*** Opening of Input for this task ***

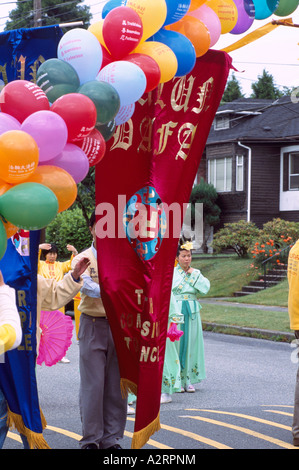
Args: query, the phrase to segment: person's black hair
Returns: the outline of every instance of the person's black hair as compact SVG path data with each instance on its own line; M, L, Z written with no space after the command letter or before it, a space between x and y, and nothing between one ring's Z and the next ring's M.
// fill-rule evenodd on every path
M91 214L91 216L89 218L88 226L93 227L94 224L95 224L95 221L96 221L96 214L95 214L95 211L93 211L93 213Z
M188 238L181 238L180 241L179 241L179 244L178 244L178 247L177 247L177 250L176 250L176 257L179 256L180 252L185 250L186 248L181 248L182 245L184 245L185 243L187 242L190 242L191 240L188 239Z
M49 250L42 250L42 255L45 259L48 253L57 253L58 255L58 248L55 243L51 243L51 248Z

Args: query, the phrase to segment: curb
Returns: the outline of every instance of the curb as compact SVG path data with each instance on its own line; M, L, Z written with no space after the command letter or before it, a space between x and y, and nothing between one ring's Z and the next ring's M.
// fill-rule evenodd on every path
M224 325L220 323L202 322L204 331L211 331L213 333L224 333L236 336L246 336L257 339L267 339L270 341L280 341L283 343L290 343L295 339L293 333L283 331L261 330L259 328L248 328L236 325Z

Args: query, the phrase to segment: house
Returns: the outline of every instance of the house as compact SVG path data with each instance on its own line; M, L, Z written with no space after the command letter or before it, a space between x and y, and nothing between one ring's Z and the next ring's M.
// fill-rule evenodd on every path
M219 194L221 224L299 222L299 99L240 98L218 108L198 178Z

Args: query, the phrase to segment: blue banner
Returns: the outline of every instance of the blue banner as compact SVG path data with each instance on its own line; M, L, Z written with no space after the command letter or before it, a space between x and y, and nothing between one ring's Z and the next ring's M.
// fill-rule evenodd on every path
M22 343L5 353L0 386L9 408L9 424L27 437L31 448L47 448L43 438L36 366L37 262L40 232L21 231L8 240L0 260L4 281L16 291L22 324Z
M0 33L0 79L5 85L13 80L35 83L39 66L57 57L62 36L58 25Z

*** Close of Input for this task ***
*** Opening of Input for this task ***

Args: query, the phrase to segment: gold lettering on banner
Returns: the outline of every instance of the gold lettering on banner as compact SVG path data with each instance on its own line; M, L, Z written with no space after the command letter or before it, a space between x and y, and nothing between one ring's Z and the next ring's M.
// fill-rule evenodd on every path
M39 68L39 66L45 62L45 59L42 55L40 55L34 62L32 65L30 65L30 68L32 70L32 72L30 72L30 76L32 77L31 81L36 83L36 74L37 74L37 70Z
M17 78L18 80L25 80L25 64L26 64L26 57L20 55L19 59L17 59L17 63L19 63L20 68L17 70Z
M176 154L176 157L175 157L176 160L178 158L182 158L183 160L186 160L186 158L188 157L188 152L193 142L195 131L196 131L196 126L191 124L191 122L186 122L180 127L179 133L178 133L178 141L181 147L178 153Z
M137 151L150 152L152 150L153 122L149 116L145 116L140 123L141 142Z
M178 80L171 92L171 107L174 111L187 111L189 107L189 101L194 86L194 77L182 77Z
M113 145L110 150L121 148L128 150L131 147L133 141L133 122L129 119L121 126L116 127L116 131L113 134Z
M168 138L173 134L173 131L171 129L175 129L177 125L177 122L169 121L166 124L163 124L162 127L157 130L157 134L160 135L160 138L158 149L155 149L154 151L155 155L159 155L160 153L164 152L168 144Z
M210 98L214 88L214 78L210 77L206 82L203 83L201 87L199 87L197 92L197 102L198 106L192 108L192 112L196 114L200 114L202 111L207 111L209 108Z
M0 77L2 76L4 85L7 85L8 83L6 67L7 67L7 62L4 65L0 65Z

*** Close of Input for this task ***

§ Your assignment
When a line in the material above includes the word "query", copy that line.

§ Written solution
Args: query, the phrase to segment: person's black hair
Args: query, the phrase to segment: curb
Args: query, the phrase to segment: house
Args: query, the phrase to segment: blue banner
Args: query, the phrase to segment: gold lettering on banner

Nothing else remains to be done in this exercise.